◆ **INPUT MATERIAL**
◇ ◇ ◇ ◇

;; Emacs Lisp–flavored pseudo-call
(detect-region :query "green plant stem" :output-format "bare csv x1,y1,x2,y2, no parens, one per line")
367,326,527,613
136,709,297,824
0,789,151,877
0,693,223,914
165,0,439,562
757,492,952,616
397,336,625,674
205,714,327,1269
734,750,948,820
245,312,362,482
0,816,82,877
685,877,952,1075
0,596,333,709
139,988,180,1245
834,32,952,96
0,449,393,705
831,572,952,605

◇ ◇ ◇ ◇

Rewrite these rows with "green plant stem" changed to "brown tree branch", leaving everything else the same.

;; Emacs Lisp–flavored pseudo-call
(detect-region :query "brown tree branch" :output-format "bare csv x1,y1,x2,y2, no parens, one per line")
367,326,527,613
136,709,297,824
0,789,151,877
0,693,223,914
165,0,439,562
757,492,952,616
397,336,625,674
205,714,327,1269
734,750,948,820
245,312,362,482
0,816,82,877
685,877,952,1075
0,596,333,709
139,988,180,1245
834,32,952,96
0,449,393,705
831,572,952,605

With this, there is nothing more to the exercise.